| Your instructions |
Can you edit these items so that "locate routine" becomes "pointing tool" throughout, with everything else unchanged and the pictures left out?
+++
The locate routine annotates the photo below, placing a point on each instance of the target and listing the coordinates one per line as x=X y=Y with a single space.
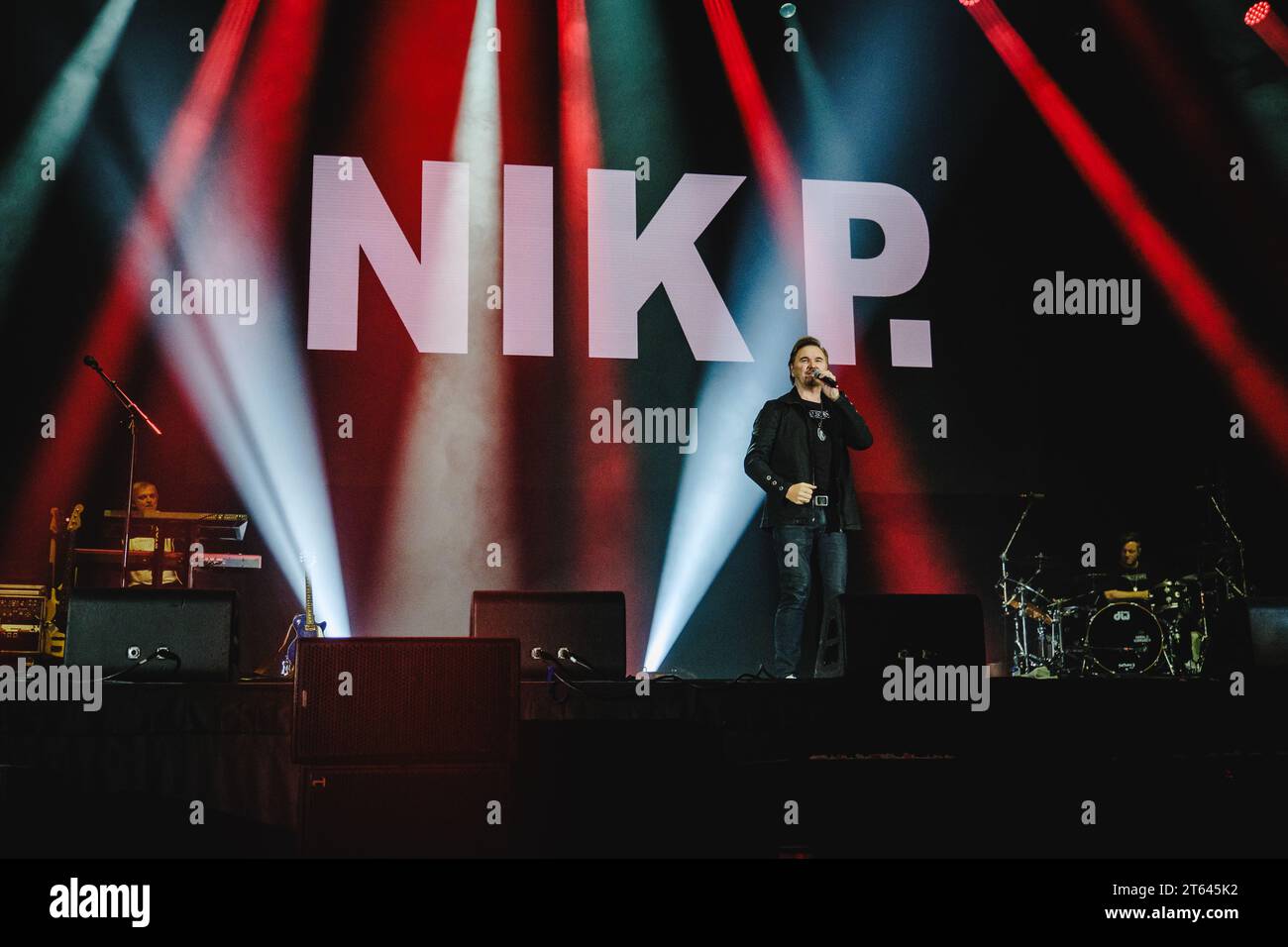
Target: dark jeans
x=794 y=583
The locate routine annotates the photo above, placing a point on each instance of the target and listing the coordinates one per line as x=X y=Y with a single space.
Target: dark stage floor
x=697 y=768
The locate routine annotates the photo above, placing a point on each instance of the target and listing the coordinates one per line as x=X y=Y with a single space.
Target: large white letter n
x=625 y=269
x=430 y=294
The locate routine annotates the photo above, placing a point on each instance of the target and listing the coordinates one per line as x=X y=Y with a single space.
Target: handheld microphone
x=565 y=655
x=827 y=381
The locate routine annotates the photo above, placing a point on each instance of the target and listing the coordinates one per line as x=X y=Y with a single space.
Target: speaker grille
x=406 y=699
x=590 y=624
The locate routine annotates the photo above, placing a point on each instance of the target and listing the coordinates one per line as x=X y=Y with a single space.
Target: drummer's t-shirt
x=1134 y=579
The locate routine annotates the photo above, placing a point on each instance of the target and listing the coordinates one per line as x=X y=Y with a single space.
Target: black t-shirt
x=1128 y=579
x=823 y=442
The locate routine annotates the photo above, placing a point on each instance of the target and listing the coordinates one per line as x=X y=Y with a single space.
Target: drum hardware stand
x=1022 y=660
x=1237 y=544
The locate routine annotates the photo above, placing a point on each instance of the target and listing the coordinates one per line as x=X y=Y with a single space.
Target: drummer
x=1131 y=581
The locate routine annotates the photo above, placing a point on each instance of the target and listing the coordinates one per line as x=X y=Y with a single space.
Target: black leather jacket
x=780 y=457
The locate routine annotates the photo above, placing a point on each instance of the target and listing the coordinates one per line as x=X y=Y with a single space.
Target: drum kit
x=1063 y=624
x=1082 y=633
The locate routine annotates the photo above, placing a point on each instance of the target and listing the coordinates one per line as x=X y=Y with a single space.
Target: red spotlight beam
x=769 y=153
x=1267 y=25
x=60 y=462
x=1203 y=312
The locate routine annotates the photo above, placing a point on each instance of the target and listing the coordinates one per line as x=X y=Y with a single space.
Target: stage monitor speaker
x=406 y=699
x=117 y=629
x=406 y=812
x=1267 y=626
x=884 y=630
x=590 y=624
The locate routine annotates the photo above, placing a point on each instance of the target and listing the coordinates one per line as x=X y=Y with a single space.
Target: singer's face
x=806 y=360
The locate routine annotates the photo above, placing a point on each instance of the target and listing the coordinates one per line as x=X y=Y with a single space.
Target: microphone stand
x=133 y=412
x=1006 y=579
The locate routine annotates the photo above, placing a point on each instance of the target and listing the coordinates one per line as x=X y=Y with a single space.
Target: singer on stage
x=798 y=457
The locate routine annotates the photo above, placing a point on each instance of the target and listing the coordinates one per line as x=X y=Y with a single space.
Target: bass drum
+++
| The completed task |
The pointing tool annotates the photo below, placing a point on each instance of the target and listing the coordinates one per line as x=X y=Y with a single space.
Target: dark jeans
x=794 y=583
The pointing tool annotates the photo above, placing a point on each instance of the target and listing the coordinates one per line as x=X y=Y with a single space.
Target: dark stage floor
x=697 y=768
The pointing tool annotates the photo above, placing a point on each instance of the target and listing the coordinates one per line as x=X y=Y with a single space.
Target: large white letter n
x=625 y=269
x=430 y=294
The pointing tool annotates the photo above, placing a point on each instance of the target and listing the coordinates one per line as x=X y=Y with a single space.
Target: handheld microphone
x=565 y=655
x=827 y=381
The pointing tool annotates the photo above, placing a point on each instance of the target and listing the coordinates one per line as x=X y=Y with a single space.
Target: speaker grille
x=406 y=699
x=590 y=624
The pointing tool annotates the photo above, placing a point on each instance of the target and listing the coordinates one per line as x=X y=Y with a single space.
Target: drummer's t-shirt
x=1134 y=579
The pointing tool annotates the photo above, placing a point on each instance of the target and listing the coordinates one per line as x=X y=Y with a single space.
Target: black t-shirt
x=1128 y=579
x=823 y=442
The pointing tool annotates the photo above, placing a point on each instance of the target and listing the coordinates one per line as x=X y=Y with a single space.
Target: drum hardware stand
x=1022 y=660
x=1237 y=544
The pointing tool annotates the photo above, placing a point on each instance of the target and listing the coordinates one per line as x=X y=Y with a single space.
Target: drummer
x=1131 y=581
The pointing tool annotates the photo above, placing a point on each instance of the target and listing the coordinates one per line as x=X y=Y with a single space.
Target: black leather jacket
x=780 y=457
The pointing tool annotates the photo above, placing a point on each instance of the target and listing the coordinates one per line as x=X y=Y with a single space.
Target: drum kit
x=1063 y=624
x=1082 y=633
The pointing tool annotates the photo above, placing a point on each instance of the target and listing the coordinates one per line as x=X y=Y with a single space.
Target: red spotlight beam
x=769 y=153
x=1267 y=25
x=60 y=462
x=1203 y=312
The pointing tool annotates the photo above, placing a point on each instance of the target and listing the coordinates one per line as x=X y=Y with a single space.
Target: stage monitor speaker
x=406 y=699
x=117 y=629
x=406 y=812
x=1267 y=626
x=884 y=630
x=590 y=624
The pointing tool annotates the photo above, placing a point on each instance of the target and listing the coordinates one per line as x=X y=Y with a single space.
Target: singer's face
x=806 y=360
The pointing tool annotates the photo above, placing a point on each instance of the target and listing the coordinates one per line as x=X y=Y with a single space.
Target: microphone stand
x=133 y=412
x=1006 y=579
The pointing tool annotates the photo above, placing a point on each instance of the target and listing the coordinates one per line as x=X y=Y with a single space.
Target: singer on stage
x=798 y=457
The pointing tool annotates the photo above, placing a point on each instance of the target and listing the coordinates one per line as x=X y=Y with a single space.
Target: bass drum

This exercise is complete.